**** Texte fourni ****

Selon la tradition, ses eaux guérissaient du catarrhe (inflammation des muqueuses) et de la fièvre. De plus, lorsqu'une jeune maman ne pouvait allaiter son enfant, elle se rendait à la fontaine, la vidait, la nettoyait. En reconnaissance de ces soins, N.D. de Kerdévot lui accordait assez de lait pour nourrir deux bébés. Le champ s'appelait «pré aux bœufs»; les deux bœufs qui transportèrent à Kerdévot le fameux retable y éliront domicile et servirent aux paysans d'alentour pour leur labour jusqu'au soir où l'un d'eux voulut les faire travailler après le coucher du soleil... et où ils disparurent mystérieusement.

 

Un retable flamand légendaire


Enfin le voilà revenu, le 18 avril dernier, le célèbre Retable anversois réintégrait sa chapelle après une absence de 6 ans, après avoir été bourlingué de la «fournaise» du grenier du presbytère où il avait perdu toutes ses dorures à la sacristie de Kerdévot où, par temps de pluie, le sol était recouvert d'eau, puis au musée de Quimper et enfin à l'atelier de M. Paul Hemery du Faouët. Celui-ci, deux ans durant, s'est penché sur ce chef d'œuvre pour qu'il retrouve son éclat d'il y a 400 ans Quand on arrive devant le Retable, on ne peut qu'être ébahi par tant de beautés l'éclat de l'or qui recouvre certains personnages, la finesse des sculptures, l'expression des visages et l'on arrive à se demander quel artiste il faut admirer le plus, ou bien l'artiste inconnu qui créa ces merveilles à partir de petits bouts de chêne ou Monsieur Hémery qui a réussi à pénétrer dans la «peau» de son prédécesseur, s'est amoureusement penché sur ces malheureuses statuettes mutilées par les vandales ou défraichies par les siècles et réussi à nous donner le Retable tel qu'il était au XVe siècle, à ressusciter l'expression de chaque visage et le mouvement des personnages que tant d'admirateurs ont pu contempler au fil des siècles.

****

- Consigne donnée 1
Traduisez en anglais cette phrase du texte sur Kerdévot : « En reconnaissance de ces soins, N.D. de Kerdévot lui accordait assez de lait pour nourrir deux bébés. »
- Consigne donnée 2
Modifiez les lignes ci-dessous de celle qui contient « Practice. Indicate each instance of the cloud » à celle qui contient « x=528, y=351 » en remplaçant « distant ridge » par « mountain ridge ». Donnez seulement ces lignes, sans rien changer d'autre.

**** Lignes fournies ****

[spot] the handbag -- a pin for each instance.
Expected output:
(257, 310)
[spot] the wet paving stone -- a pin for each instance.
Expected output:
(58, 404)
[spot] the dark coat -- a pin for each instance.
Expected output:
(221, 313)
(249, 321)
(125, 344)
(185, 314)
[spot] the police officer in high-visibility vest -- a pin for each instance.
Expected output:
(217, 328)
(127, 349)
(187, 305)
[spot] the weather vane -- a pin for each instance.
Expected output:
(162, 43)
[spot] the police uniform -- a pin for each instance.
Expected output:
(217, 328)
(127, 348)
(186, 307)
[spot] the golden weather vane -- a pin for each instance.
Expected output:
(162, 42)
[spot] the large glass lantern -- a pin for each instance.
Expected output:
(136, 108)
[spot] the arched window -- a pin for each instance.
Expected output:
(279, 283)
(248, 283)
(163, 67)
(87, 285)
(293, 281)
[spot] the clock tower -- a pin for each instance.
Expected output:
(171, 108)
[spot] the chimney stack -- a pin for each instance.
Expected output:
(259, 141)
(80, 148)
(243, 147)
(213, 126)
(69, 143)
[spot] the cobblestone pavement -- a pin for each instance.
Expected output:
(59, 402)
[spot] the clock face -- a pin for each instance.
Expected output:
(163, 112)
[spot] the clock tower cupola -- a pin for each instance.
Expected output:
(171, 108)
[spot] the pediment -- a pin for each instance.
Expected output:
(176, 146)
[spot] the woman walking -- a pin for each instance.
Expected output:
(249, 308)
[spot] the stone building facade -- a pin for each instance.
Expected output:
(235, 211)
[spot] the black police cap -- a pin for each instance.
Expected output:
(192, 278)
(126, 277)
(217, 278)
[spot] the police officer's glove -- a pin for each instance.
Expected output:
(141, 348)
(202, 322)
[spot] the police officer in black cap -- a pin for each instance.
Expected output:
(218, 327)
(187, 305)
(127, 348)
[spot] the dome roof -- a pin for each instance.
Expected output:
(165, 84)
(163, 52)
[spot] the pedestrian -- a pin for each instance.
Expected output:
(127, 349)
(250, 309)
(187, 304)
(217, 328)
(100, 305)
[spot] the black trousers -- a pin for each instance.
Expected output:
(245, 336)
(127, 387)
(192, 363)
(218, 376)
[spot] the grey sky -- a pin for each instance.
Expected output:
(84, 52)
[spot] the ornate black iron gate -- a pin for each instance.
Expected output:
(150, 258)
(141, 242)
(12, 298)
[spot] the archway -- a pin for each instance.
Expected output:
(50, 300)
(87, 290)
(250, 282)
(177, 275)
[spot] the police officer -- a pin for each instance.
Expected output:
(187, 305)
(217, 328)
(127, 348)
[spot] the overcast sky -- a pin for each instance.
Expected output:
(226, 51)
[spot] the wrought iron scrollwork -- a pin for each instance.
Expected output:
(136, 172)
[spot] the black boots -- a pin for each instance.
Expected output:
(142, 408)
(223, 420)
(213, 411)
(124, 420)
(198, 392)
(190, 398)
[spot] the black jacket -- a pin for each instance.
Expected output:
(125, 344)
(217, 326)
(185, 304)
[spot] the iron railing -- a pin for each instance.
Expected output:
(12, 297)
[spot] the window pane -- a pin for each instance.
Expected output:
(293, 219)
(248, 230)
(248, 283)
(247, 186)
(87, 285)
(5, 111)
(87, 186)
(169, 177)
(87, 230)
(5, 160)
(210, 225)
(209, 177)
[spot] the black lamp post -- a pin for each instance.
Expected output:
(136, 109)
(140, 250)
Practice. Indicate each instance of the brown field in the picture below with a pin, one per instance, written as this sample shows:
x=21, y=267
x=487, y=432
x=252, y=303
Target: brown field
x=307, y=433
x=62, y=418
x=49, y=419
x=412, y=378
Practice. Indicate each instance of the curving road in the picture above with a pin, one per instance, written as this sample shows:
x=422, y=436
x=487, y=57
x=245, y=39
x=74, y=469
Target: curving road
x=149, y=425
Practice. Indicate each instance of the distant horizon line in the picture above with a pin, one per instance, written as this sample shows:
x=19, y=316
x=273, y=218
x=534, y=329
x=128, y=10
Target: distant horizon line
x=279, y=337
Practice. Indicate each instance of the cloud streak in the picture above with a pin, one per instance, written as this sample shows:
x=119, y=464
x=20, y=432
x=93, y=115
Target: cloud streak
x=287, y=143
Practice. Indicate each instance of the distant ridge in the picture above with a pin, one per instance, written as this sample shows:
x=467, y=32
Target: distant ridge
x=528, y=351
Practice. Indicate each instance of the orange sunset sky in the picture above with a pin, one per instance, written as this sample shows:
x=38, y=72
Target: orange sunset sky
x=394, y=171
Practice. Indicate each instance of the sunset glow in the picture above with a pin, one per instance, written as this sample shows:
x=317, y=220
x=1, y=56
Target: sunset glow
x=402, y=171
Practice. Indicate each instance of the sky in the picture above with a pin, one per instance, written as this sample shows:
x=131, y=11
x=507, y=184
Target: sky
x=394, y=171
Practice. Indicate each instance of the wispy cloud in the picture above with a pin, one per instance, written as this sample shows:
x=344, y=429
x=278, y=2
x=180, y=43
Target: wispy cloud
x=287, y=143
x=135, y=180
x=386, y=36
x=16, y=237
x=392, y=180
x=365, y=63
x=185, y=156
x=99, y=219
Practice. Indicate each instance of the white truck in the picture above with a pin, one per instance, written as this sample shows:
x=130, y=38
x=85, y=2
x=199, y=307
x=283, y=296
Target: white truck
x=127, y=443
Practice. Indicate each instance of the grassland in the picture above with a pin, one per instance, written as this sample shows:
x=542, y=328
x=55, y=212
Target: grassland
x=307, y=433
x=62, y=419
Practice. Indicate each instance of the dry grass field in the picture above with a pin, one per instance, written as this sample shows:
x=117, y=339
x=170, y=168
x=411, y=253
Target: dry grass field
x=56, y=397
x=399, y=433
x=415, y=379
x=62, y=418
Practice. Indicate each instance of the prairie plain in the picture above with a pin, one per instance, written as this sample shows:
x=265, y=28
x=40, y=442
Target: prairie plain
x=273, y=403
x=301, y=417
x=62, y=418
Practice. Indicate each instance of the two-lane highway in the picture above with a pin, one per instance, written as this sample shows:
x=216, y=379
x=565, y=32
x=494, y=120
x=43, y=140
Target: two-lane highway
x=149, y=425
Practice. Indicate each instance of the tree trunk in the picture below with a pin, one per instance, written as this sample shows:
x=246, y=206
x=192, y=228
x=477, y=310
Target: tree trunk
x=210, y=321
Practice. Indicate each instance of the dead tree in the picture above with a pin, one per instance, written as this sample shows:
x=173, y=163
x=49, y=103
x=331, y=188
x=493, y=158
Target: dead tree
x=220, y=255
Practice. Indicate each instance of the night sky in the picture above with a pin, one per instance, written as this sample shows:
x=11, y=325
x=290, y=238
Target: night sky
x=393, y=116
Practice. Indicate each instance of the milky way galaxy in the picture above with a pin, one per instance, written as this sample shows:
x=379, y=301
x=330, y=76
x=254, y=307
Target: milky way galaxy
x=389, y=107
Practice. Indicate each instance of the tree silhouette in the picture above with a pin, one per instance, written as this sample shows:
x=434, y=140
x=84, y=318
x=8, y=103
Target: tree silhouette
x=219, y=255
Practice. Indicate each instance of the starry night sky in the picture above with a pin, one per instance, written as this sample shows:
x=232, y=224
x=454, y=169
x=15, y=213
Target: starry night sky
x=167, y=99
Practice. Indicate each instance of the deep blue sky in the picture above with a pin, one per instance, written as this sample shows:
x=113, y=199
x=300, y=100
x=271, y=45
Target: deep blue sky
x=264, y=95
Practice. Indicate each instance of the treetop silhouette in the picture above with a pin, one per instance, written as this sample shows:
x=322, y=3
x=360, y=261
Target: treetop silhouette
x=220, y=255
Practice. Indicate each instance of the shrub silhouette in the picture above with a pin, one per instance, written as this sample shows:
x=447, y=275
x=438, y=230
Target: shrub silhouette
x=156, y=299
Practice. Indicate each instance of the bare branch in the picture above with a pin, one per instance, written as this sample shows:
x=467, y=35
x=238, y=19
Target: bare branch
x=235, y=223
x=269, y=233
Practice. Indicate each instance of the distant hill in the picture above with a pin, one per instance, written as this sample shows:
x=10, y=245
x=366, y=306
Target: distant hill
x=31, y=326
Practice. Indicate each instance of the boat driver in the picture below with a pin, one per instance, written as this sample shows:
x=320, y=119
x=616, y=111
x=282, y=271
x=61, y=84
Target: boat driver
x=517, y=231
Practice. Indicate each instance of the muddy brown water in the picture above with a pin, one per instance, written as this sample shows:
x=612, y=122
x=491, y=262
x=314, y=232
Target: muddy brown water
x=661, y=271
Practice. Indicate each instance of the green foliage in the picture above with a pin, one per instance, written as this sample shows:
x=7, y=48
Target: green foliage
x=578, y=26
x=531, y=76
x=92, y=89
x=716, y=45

****

- Réponse attendue 1
In gratitude for this care, Our Lady of Kerdévot granted her enough milk to feed two babies.

- Réponse attendue 2
Practice. Indicate each instance of the cloud streak in the picture above with a pin, one per instance, written as this sample shows:
x=119, y=464
x=20, y=432
x=93, y=115
Target: cloud streak
x=287, y=143
Practice. Indicate each instance of the mountain ridge in the picture above with a pin, one per instance, written as this sample shows:
x=467, y=32
Target: mountain ridge
x=528, y=351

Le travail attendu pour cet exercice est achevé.